Work task:
Quote exactly the lines from the start of the entries to the one with "243L169 260L145 251V262L277", both ends included.

Supplied material Start Marker

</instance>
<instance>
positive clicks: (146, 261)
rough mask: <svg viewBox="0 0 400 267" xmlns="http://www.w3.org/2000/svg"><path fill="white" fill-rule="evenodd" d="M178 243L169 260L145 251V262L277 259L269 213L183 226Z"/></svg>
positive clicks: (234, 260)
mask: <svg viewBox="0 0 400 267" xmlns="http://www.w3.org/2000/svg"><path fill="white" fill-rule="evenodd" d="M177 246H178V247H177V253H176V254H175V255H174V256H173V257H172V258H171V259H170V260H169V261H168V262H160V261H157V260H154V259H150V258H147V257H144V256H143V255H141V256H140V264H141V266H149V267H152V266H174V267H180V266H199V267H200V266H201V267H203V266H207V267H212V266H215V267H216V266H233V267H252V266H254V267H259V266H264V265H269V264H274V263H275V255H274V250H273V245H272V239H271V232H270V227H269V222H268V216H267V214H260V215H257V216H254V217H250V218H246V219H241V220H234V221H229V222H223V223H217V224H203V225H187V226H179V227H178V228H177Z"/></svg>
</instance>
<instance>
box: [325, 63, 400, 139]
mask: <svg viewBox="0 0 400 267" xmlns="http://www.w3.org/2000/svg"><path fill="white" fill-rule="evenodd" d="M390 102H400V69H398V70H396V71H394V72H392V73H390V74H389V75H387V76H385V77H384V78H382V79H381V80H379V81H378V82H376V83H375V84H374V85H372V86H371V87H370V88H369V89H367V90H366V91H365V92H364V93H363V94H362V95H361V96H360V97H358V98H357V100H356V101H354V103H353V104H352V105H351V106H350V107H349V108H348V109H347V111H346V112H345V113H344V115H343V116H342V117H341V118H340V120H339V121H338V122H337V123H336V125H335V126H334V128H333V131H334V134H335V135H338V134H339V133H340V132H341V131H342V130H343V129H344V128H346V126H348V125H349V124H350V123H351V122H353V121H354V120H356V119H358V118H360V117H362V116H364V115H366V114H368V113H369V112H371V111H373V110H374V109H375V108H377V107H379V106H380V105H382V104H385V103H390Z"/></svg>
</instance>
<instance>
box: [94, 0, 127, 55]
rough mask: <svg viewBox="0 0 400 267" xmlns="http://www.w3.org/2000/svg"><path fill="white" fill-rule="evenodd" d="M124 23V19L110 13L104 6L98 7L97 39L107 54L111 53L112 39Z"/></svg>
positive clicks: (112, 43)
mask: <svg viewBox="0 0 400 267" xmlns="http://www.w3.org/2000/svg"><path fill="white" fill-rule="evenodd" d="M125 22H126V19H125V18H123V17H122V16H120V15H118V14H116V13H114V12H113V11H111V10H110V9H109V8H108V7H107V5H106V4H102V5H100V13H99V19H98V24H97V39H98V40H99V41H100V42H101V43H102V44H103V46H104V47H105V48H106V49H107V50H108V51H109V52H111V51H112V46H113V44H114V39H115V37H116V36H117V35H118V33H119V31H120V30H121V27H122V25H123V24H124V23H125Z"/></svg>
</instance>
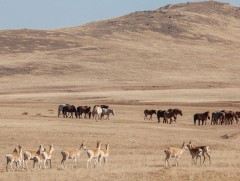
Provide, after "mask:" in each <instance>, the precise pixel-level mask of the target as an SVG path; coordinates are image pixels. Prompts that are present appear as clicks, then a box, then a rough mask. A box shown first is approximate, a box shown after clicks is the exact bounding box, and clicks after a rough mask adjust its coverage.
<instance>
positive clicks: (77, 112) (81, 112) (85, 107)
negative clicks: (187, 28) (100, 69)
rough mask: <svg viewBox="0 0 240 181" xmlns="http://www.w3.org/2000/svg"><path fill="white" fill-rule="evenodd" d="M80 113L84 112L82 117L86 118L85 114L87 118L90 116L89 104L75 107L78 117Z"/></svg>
mask: <svg viewBox="0 0 240 181" xmlns="http://www.w3.org/2000/svg"><path fill="white" fill-rule="evenodd" d="M82 114H84V118H87V115H88V117H89V119H90V118H91V115H92V112H91V107H90V106H78V107H77V115H78V117H79V119H80V118H81V117H82Z"/></svg>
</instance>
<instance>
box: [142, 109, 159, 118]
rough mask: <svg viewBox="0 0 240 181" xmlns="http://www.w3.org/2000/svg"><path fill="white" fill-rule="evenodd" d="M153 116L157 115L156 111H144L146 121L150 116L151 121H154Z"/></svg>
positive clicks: (144, 115) (155, 110)
mask: <svg viewBox="0 0 240 181" xmlns="http://www.w3.org/2000/svg"><path fill="white" fill-rule="evenodd" d="M153 114H157V113H156V110H148V109H145V110H144V120H145V119H147V116H148V115H150V117H149V120H152V115H153Z"/></svg>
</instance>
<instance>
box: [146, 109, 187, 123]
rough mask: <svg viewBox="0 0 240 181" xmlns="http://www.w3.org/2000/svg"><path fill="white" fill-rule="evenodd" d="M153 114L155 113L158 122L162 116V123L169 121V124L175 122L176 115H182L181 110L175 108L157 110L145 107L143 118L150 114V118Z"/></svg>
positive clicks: (147, 115)
mask: <svg viewBox="0 0 240 181" xmlns="http://www.w3.org/2000/svg"><path fill="white" fill-rule="evenodd" d="M153 114H156V115H157V119H158V123H160V121H161V118H163V123H169V124H171V123H172V122H173V121H174V122H176V120H177V116H178V115H181V116H182V115H183V114H182V111H181V110H180V109H177V108H175V109H168V110H158V111H156V110H148V109H145V110H144V120H145V119H147V116H150V117H149V120H152V115H153ZM168 120H169V122H168Z"/></svg>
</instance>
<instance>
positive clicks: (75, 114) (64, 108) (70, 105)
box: [62, 105, 77, 118]
mask: <svg viewBox="0 0 240 181" xmlns="http://www.w3.org/2000/svg"><path fill="white" fill-rule="evenodd" d="M62 113H63V117H64V118H67V117H68V113H71V116H70V118H71V117H72V118H73V113H75V116H76V118H77V110H76V108H75V106H74V105H66V106H64V107H63V110H62Z"/></svg>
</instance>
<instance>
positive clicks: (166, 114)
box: [163, 111, 177, 124]
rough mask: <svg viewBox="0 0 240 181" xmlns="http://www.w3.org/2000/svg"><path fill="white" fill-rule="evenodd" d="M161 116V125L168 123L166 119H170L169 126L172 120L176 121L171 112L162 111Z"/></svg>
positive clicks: (172, 121)
mask: <svg viewBox="0 0 240 181" xmlns="http://www.w3.org/2000/svg"><path fill="white" fill-rule="evenodd" d="M163 115H164V118H163V123H168V119H170V122H169V124H172V122H173V120H172V118H174V120H176V119H177V118H176V115H175V113H174V112H173V111H164V113H163Z"/></svg>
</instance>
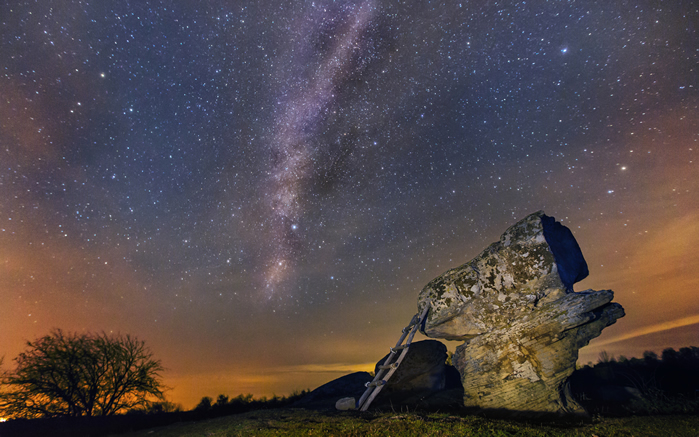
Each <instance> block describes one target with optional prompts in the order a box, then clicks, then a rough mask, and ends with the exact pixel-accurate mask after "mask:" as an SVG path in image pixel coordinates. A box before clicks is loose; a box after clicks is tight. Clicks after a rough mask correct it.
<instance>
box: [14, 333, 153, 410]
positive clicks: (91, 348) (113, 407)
mask: <svg viewBox="0 0 699 437" xmlns="http://www.w3.org/2000/svg"><path fill="white" fill-rule="evenodd" d="M15 362H16V368H15V370H14V371H9V372H4V373H3V374H2V376H1V377H0V383H2V386H1V389H0V413H2V415H4V416H9V417H13V418H37V417H55V416H107V415H112V414H115V413H119V412H124V411H126V410H128V409H131V408H134V407H144V406H147V405H148V404H149V403H150V402H151V399H156V400H163V399H164V396H163V392H164V390H165V387H164V386H163V385H162V382H161V380H160V378H161V376H160V372H162V371H163V367H162V365H161V364H160V361H159V360H154V359H153V354H152V353H151V351H150V350H149V349H148V348H147V347H146V346H145V343H144V342H142V341H139V340H137V339H136V338H134V337H131V336H129V335H126V336H122V335H111V336H110V335H107V334H105V333H102V334H77V333H75V334H71V333H68V334H66V333H63V331H61V330H55V331H53V332H52V333H51V334H50V335H46V336H44V337H41V338H39V339H37V340H35V341H33V342H31V341H28V342H27V350H26V351H25V352H22V353H21V354H19V356H18V357H17V358H15Z"/></svg>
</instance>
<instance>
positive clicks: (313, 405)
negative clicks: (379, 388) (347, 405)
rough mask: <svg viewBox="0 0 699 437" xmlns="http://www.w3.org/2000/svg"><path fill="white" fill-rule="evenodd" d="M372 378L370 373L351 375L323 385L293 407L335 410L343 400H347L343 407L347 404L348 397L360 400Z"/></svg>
mask: <svg viewBox="0 0 699 437" xmlns="http://www.w3.org/2000/svg"><path fill="white" fill-rule="evenodd" d="M372 378H373V377H372V376H371V374H370V373H369V372H355V373H350V374H349V375H345V376H342V377H340V378H337V379H334V380H332V381H330V382H328V383H325V384H323V385H321V386H320V387H318V388H316V389H315V390H313V391H312V392H310V393H309V394H307V395H306V396H304V397H303V398H301V399H299V400H298V401H296V402H294V403H293V404H292V407H296V408H308V409H317V410H325V409H334V408H335V406H336V403H337V402H338V400H340V399H341V398H345V401H344V403H343V405H344V404H346V403H347V400H346V399H348V397H351V396H353V397H354V398H356V399H359V398H360V397H361V396H362V393H364V390H366V387H365V386H364V384H365V383H367V382H369V381H371V380H372Z"/></svg>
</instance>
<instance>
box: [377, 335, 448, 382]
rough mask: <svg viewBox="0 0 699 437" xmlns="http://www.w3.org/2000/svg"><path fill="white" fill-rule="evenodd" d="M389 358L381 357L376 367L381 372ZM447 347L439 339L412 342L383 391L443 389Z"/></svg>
mask: <svg viewBox="0 0 699 437" xmlns="http://www.w3.org/2000/svg"><path fill="white" fill-rule="evenodd" d="M386 358H388V354H387V355H386V356H384V357H383V358H381V359H380V360H379V362H378V363H376V367H375V369H374V373H375V374H377V373H378V372H379V366H381V365H382V364H383V363H384V362H385V361H386ZM446 360H447V347H446V346H445V345H444V343H441V342H439V341H437V340H422V341H414V342H412V343H411V345H410V348H409V349H408V353H407V354H406V355H405V358H404V359H403V361H402V362H401V364H400V366H398V369H397V370H396V371H395V373H394V374H393V376H391V379H389V380H388V383H387V384H386V385H385V386H384V387H383V389H382V392H385V393H392V392H397V391H418V390H430V391H435V390H442V389H444V384H445V363H446Z"/></svg>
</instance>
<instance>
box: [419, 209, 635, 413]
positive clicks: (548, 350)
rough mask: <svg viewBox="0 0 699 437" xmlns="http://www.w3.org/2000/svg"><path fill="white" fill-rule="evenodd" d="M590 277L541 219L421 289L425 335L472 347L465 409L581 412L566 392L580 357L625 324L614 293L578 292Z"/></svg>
mask: <svg viewBox="0 0 699 437" xmlns="http://www.w3.org/2000/svg"><path fill="white" fill-rule="evenodd" d="M587 274H588V269H587V264H586V262H585V259H584V257H583V255H582V252H581V251H580V247H579V246H578V244H577V242H576V241H575V238H574V237H573V234H572V233H571V232H570V230H569V229H568V228H566V227H565V226H563V225H561V224H560V223H558V222H556V221H555V219H554V218H553V217H548V216H546V215H545V214H544V213H543V212H542V211H539V212H536V213H534V214H531V215H529V216H528V217H526V218H524V219H523V220H521V221H520V222H518V223H516V224H515V225H513V226H511V227H510V228H509V229H507V230H506V231H505V233H504V234H503V235H502V236H501V237H500V240H499V241H498V242H496V243H493V244H491V245H490V246H489V247H488V248H486V249H485V250H484V251H483V252H482V253H481V254H480V255H478V256H477V257H476V258H474V259H473V260H471V261H470V262H468V263H466V264H464V265H462V266H460V267H456V268H454V269H451V270H449V271H447V272H445V273H444V274H442V275H440V276H439V277H437V278H435V279H434V280H432V281H431V282H430V283H428V284H427V285H426V286H425V287H424V288H423V290H422V291H421V292H420V295H419V297H418V308H419V311H422V309H423V308H424V305H427V304H428V303H429V304H430V305H431V310H430V312H429V313H428V317H427V320H426V321H425V324H424V325H423V327H422V328H423V333H425V334H426V335H428V336H430V337H434V338H444V339H447V340H465V341H466V342H465V343H464V344H463V345H461V346H459V347H458V348H457V349H456V353H455V354H454V357H453V361H454V365H455V366H456V368H457V369H458V370H459V373H460V374H461V379H462V383H463V385H464V404H465V405H466V406H473V407H480V408H484V409H491V408H492V409H509V410H516V411H532V412H580V411H581V408H580V407H579V406H578V404H577V403H575V401H574V400H573V399H572V398H571V397H570V395H569V394H568V392H567V390H566V389H565V382H566V380H567V378H568V376H570V374H571V373H572V372H573V370H574V369H575V362H576V361H577V358H578V350H579V349H580V348H581V347H583V346H585V345H586V344H588V342H589V341H590V340H591V339H592V338H594V337H597V336H598V335H599V334H600V333H601V331H602V329H604V328H605V327H607V326H609V325H611V324H612V323H614V322H615V321H616V319H618V318H620V317H623V315H624V310H623V308H622V307H621V305H619V304H617V303H611V300H612V299H613V296H614V294H613V292H612V291H610V290H602V291H593V290H587V291H584V292H580V293H576V292H574V291H573V284H574V283H575V282H577V281H580V280H582V279H583V278H585V277H586V276H587Z"/></svg>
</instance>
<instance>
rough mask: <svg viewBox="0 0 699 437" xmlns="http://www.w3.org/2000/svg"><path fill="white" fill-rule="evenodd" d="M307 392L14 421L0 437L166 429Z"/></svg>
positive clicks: (157, 402) (283, 404) (154, 405)
mask: <svg viewBox="0 0 699 437" xmlns="http://www.w3.org/2000/svg"><path fill="white" fill-rule="evenodd" d="M308 393H309V392H308V391H306V390H304V391H296V392H294V393H292V394H291V395H289V396H276V395H275V396H273V397H271V398H266V397H262V398H258V399H254V398H253V396H252V395H251V394H247V395H239V396H237V397H235V398H232V399H229V398H228V396H225V395H219V396H218V398H217V399H216V401H214V400H213V399H212V398H210V397H208V396H207V397H204V398H202V400H201V401H200V402H199V404H198V405H197V406H196V407H195V408H194V409H193V410H190V411H183V410H182V407H181V406H180V405H177V404H174V403H172V402H167V401H165V402H154V403H152V404H150V405H149V406H148V407H147V408H139V409H134V410H131V411H129V412H127V413H126V414H123V415H115V416H93V417H57V418H47V419H32V420H26V419H17V420H10V421H7V422H3V423H0V436H2V437H14V436H17V437H19V436H21V437H34V436H36V437H39V436H41V437H44V436H47V435H50V436H53V437H76V436H90V437H96V436H105V435H112V434H120V433H124V432H131V431H138V430H141V429H148V428H154V427H157V426H166V425H170V424H173V423H177V422H195V421H199V420H204V419H211V418H214V417H220V416H226V415H231V414H239V413H245V412H247V411H252V410H263V409H272V408H284V407H287V406H289V405H291V404H293V403H294V402H296V401H297V400H299V399H300V398H302V397H303V396H305V395H306V394H308Z"/></svg>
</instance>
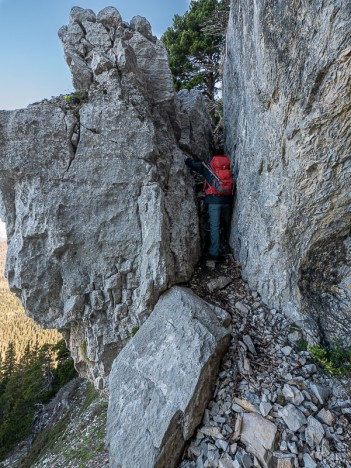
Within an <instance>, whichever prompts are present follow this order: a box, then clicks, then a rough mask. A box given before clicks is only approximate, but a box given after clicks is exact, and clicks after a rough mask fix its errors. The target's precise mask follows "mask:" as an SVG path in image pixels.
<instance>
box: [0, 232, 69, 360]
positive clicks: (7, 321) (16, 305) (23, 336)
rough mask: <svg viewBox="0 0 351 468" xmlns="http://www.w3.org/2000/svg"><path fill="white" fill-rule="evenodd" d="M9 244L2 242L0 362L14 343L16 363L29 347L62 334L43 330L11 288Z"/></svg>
mask: <svg viewBox="0 0 351 468" xmlns="http://www.w3.org/2000/svg"><path fill="white" fill-rule="evenodd" d="M6 250H7V244H6V241H2V242H0V362H1V360H3V359H4V358H5V353H6V350H7V346H8V344H9V343H14V354H15V360H16V363H19V361H20V360H21V359H22V357H23V356H24V354H25V353H26V350H27V349H28V347H29V348H30V349H32V348H39V347H41V346H43V345H44V344H46V343H50V344H54V343H57V342H58V341H59V340H60V339H61V338H62V336H61V335H60V333H58V332H57V330H43V329H42V328H41V327H40V326H39V325H38V324H36V323H35V322H34V321H33V320H32V319H30V318H29V317H27V315H26V314H25V312H24V310H23V307H22V304H21V302H20V301H19V299H17V297H16V296H15V295H14V294H12V293H11V291H10V290H9V286H8V282H7V279H6V278H5V276H4V269H5V259H6Z"/></svg>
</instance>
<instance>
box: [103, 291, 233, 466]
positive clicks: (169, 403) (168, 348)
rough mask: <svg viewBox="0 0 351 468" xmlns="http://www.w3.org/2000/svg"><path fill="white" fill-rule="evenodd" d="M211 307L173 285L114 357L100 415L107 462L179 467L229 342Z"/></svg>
mask: <svg viewBox="0 0 351 468" xmlns="http://www.w3.org/2000/svg"><path fill="white" fill-rule="evenodd" d="M215 310H216V309H215V308H214V307H213V306H210V305H209V304H207V303H206V302H204V301H203V300H201V299H200V298H198V297H197V296H196V295H195V294H194V293H192V292H191V291H190V290H187V289H185V288H180V287H173V288H171V289H170V290H169V291H167V292H166V293H165V294H163V295H162V296H161V298H160V299H159V301H158V303H157V305H156V307H155V309H154V311H153V312H152V314H151V316H150V317H149V318H148V320H147V321H146V322H145V323H144V325H143V326H142V327H141V329H140V330H139V331H138V332H137V333H136V335H135V336H134V338H133V339H132V340H131V341H129V343H128V344H127V346H126V347H125V348H124V349H123V350H122V352H121V353H120V354H119V355H118V357H117V358H116V360H115V362H114V364H113V367H112V371H111V374H110V401H109V407H108V421H107V442H108V445H109V450H110V466H111V467H112V468H117V467H119V468H129V467H133V468H153V467H159V468H160V467H166V466H167V468H172V467H176V466H178V465H177V464H178V462H179V458H180V457H181V455H182V452H183V450H184V445H185V441H186V440H188V439H189V438H190V437H191V436H192V434H193V433H194V430H195V428H196V426H197V425H198V424H199V423H200V421H201V418H202V414H203V411H204V410H205V408H206V405H207V403H208V402H209V400H210V398H211V396H212V392H213V386H214V384H215V381H216V378H217V373H218V368H219V364H220V360H221V357H222V355H223V353H224V351H225V350H226V348H227V346H228V344H229V341H230V334H229V332H228V331H226V329H225V328H223V327H222V326H221V323H220V322H219V320H218V318H217V316H216V313H215ZM222 314H223V311H222ZM222 319H225V317H222Z"/></svg>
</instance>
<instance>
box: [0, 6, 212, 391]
mask: <svg viewBox="0 0 351 468" xmlns="http://www.w3.org/2000/svg"><path fill="white" fill-rule="evenodd" d="M59 36H60V38H61V40H62V43H63V47H64V52H65V58H66V61H67V63H68V65H69V67H70V69H71V72H72V76H73V83H74V85H75V87H76V89H77V90H79V93H77V94H76V95H75V96H74V97H71V98H69V99H70V100H71V101H72V102H73V103H74V102H76V104H75V105H73V106H67V105H65V104H64V101H63V99H53V100H51V101H44V102H42V103H38V104H35V105H31V106H29V107H28V108H27V109H21V110H18V111H10V112H8V111H1V112H0V191H1V202H2V203H1V209H2V211H1V212H2V217H3V218H4V219H5V221H6V223H7V230H8V239H9V248H8V259H7V276H8V279H9V282H10V287H11V288H12V290H14V291H16V292H17V294H18V295H19V296H20V297H21V299H22V302H23V304H24V306H25V308H26V310H27V312H28V313H29V315H31V316H32V317H33V318H34V319H35V320H36V321H38V322H40V323H41V324H42V325H43V326H45V327H52V328H58V329H59V330H60V331H62V332H63V334H64V337H65V338H66V339H67V341H68V342H69V345H70V349H71V351H72V354H73V357H74V359H75V362H76V366H77V369H78V370H79V372H80V374H81V375H83V376H84V375H85V376H88V377H89V378H90V379H91V380H93V381H95V384H96V386H97V387H99V388H103V387H104V385H105V384H106V380H105V377H106V375H107V374H108V373H109V371H110V368H111V365H112V362H113V360H114V358H115V357H116V355H117V354H118V352H119V351H120V350H121V348H122V347H123V346H124V345H125V343H126V342H127V340H128V338H129V337H130V335H131V334H132V332H133V329H134V330H135V329H137V327H139V326H140V325H141V324H142V323H143V321H144V320H145V319H146V318H147V316H148V314H149V313H150V311H151V310H152V308H153V306H154V305H155V304H156V302H157V300H158V297H159V296H160V294H161V293H162V292H163V291H165V290H166V289H167V288H168V287H169V286H170V285H172V284H173V283H176V282H181V281H186V280H188V279H189V277H190V275H191V273H192V271H193V267H194V265H195V263H196V262H197V260H198V258H199V254H200V245H199V234H198V218H197V215H196V203H195V199H194V194H193V190H192V184H191V177H190V175H189V173H188V172H187V171H186V167H185V165H184V156H185V155H189V154H193V155H194V154H196V155H197V156H198V157H200V158H201V157H205V156H207V154H208V150H209V144H210V140H211V126H210V120H209V117H208V113H207V110H206V105H205V101H204V99H203V98H202V97H201V95H198V94H197V93H193V92H189V93H187V92H186V93H183V94H182V95H180V96H176V95H175V93H174V90H173V84H172V76H171V73H170V70H169V67H168V61H167V54H166V50H165V48H164V46H163V44H162V43H161V42H160V41H159V40H157V38H155V37H154V36H153V35H152V32H151V27H150V24H149V23H148V22H147V21H146V20H145V19H144V18H141V17H135V18H133V20H132V21H131V23H130V24H127V23H124V22H122V19H121V17H120V14H119V13H118V11H117V10H116V9H115V8H112V7H108V8H106V9H104V10H102V11H101V12H100V13H99V14H98V15H95V13H94V12H92V11H91V10H85V9H82V8H78V7H75V8H73V9H72V11H71V14H70V21H69V25H68V26H64V27H63V28H61V29H60V31H59ZM85 93H86V94H85ZM85 96H86V97H85ZM192 122H194V124H192ZM195 122H196V124H195ZM184 151H185V152H186V153H184Z"/></svg>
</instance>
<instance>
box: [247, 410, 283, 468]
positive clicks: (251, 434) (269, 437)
mask: <svg viewBox="0 0 351 468" xmlns="http://www.w3.org/2000/svg"><path fill="white" fill-rule="evenodd" d="M276 435H277V426H276V425H275V424H273V423H272V422H270V421H268V420H267V419H265V418H264V417H263V416H261V415H260V414H257V413H245V414H244V416H243V425H242V432H241V442H242V443H243V444H245V445H246V449H247V450H248V451H249V452H250V453H252V454H253V455H254V456H256V457H257V458H258V460H259V461H260V463H261V464H262V466H263V467H271V466H273V451H274V448H275V443H276Z"/></svg>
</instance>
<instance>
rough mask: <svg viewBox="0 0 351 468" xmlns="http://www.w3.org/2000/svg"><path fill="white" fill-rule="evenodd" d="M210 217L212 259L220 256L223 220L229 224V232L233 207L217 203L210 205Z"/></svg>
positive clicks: (228, 226) (210, 203)
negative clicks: (220, 244)
mask: <svg viewBox="0 0 351 468" xmlns="http://www.w3.org/2000/svg"><path fill="white" fill-rule="evenodd" d="M207 206H208V215H209V218H210V235H211V245H210V250H209V254H210V255H211V256H212V257H218V256H219V247H220V227H221V218H222V219H223V220H224V221H225V223H226V224H227V228H228V230H229V223H230V217H231V208H232V206H231V205H221V204H219V203H218V204H217V203H209V204H208V205H207Z"/></svg>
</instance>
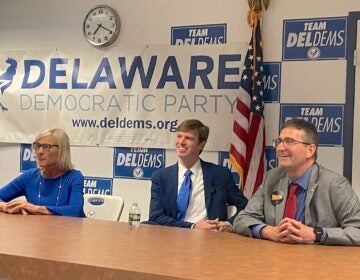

Supplied material End Marker

Solved exercise:
</instance>
<instance>
positive clicks: (146, 261)
rough mask: <svg viewBox="0 0 400 267" xmlns="http://www.w3.org/2000/svg"><path fill="white" fill-rule="evenodd" d="M178 243L169 260L145 251V262L277 259L269 213L183 226Z"/></svg>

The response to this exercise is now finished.